### Referring expression data
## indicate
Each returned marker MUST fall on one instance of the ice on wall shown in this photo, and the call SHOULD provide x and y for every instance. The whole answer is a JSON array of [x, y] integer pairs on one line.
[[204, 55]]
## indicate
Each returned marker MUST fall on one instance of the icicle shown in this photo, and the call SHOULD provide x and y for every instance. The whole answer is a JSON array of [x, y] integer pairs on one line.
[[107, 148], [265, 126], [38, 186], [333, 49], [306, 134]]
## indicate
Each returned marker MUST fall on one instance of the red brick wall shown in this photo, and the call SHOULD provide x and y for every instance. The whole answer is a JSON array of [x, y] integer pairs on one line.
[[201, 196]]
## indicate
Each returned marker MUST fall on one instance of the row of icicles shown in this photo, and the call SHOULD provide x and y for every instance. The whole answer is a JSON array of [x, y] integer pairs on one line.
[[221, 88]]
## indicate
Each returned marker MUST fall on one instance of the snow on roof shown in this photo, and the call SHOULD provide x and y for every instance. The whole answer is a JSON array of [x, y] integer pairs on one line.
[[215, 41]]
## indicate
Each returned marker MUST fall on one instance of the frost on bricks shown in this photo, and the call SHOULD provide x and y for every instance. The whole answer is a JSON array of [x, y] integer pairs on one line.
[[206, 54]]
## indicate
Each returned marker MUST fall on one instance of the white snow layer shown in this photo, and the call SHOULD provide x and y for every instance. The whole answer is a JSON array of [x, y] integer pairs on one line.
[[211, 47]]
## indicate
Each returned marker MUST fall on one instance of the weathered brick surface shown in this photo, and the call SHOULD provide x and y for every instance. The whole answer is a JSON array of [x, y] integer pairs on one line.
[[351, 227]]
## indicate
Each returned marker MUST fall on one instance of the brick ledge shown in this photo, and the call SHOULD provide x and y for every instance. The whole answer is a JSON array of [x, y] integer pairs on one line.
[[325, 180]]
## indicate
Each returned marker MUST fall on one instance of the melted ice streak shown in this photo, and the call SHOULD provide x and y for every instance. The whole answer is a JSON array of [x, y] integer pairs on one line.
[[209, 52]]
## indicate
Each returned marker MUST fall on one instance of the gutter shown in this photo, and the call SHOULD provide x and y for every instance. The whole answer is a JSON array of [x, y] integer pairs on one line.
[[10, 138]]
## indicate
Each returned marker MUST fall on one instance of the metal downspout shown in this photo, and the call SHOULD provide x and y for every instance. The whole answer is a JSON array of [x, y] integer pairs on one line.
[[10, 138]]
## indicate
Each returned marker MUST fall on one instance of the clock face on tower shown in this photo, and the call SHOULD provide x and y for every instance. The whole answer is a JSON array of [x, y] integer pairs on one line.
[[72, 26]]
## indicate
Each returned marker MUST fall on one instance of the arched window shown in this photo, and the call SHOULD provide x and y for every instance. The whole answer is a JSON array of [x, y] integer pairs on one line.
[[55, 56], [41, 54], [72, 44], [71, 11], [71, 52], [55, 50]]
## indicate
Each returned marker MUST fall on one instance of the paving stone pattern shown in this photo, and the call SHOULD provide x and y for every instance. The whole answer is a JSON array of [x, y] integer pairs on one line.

### YOUR INSTRUCTIONS
Repeat the entries. Keep each one exactly as written.

### WRITTEN ANSWER
## indicate
Each returned marker MUST fall on one instance of the ice on wall shown in this photo, and the call SHOULD provide x and y for every instance. The whole answer is a JSON array of [x, y] integer pairs on one line.
[[204, 55]]
## indicate
Each returned marker MUST fall on one instance of the icicle shown in this photo, and the call SHOULD provide x and y for every instance. The whole answer is a JSON array of [x, y] integer pairs on one line.
[[107, 148], [265, 126], [38, 186], [333, 49], [306, 134]]
## indicate
Each returned marker MUST fall on one instance of the red brick wall shown in this photo, and the call SHOULD provide x and y for every instance. The whole answer is a JSON array of [x, y] integer pairs on one line.
[[201, 196]]
## indicate
Each returned marker MUST fall on one instance of the row of icicles shown in this photo, and the call SHOULD provide x and y for every instance. The whole answer is a JSON array of [x, y] integer pairs on one line.
[[221, 88]]
## indicate
Each returned marker MUST fall on one instance of the snow on roof shown in this photo, and the call SHOULD provide x and y for every instance. The whole answer is a JSON array of [x, y] integer pairs on one line.
[[215, 41]]
## indicate
Each returned marker MUST fall on one instance of the frost on bricks shown in this photo, and the call SHOULD provide x and y for every instance. The whole answer is a JSON array of [x, y] integer pairs on one line.
[[206, 54]]
## indicate
Each returned marker MUST fall on one instance of the white snow layer shown in this photo, and the call SHOULD provide x and y for every instance. The whole answer is a JSON array of [x, y] integer pairs on one line.
[[211, 47]]
## indicate
Each returned marker MUST fall on one instance of the weathered brick surface shown in this photo, and the call SHOULD provide x and y for every instance. The whole answer is a JSON array of [x, y] integer pairs on one line.
[[351, 227]]
## indicate
Each returned marker MUST fall on one instance of the brick ledge shown in this photo, and the call SHOULD provide x and y for every instance. The whole answer is a JSON array of [x, y] integer pairs on one line.
[[325, 180]]
## indicate
Each returned marker MUST fall on one instance of the melted ice streak shown in this photo, and the call SHOULD provide x and y for every instance. The whole answer is a JSON array of [x, y] integer pairs on one line.
[[209, 52]]
## indicate
Each returned marker MUST fall on one instance of the gutter shown in this photo, and the call SHOULD provide x and y for every instance. The whole answer is a JSON array of [x, y] integer pairs on one line.
[[10, 138]]
## indicate
Each returned marker MUST fall on one instance of the metal downspout shown in this photo, and the call SHOULD provide x and y for every instance. The whole answer is a JSON array of [x, y] integer pairs on one line.
[[10, 138]]
## indicate
Each returned marker MUST fall on one instance of the clock face on tower shown in this photo, and the call SHOULD provide x and y for every instance. The whole answer is a JSON array of [x, y] integer pairs on one line.
[[72, 26]]
## indicate
Each returned marker MUST fall on one instance of the arched window shown in this photo, and the call SHOULD provide x and y for every instance. The whole answer is a JSON array of [x, y] integer pairs on one line.
[[55, 56], [41, 54], [72, 44], [71, 11], [71, 52], [55, 50]]
## indicate
Each returned marker MUST fall on one instance of the paving stone pattern shown in this photo, and the call SHOULD provide x and y for every instance. The whole answer is a JSON array of [x, y] integer pairs on one line.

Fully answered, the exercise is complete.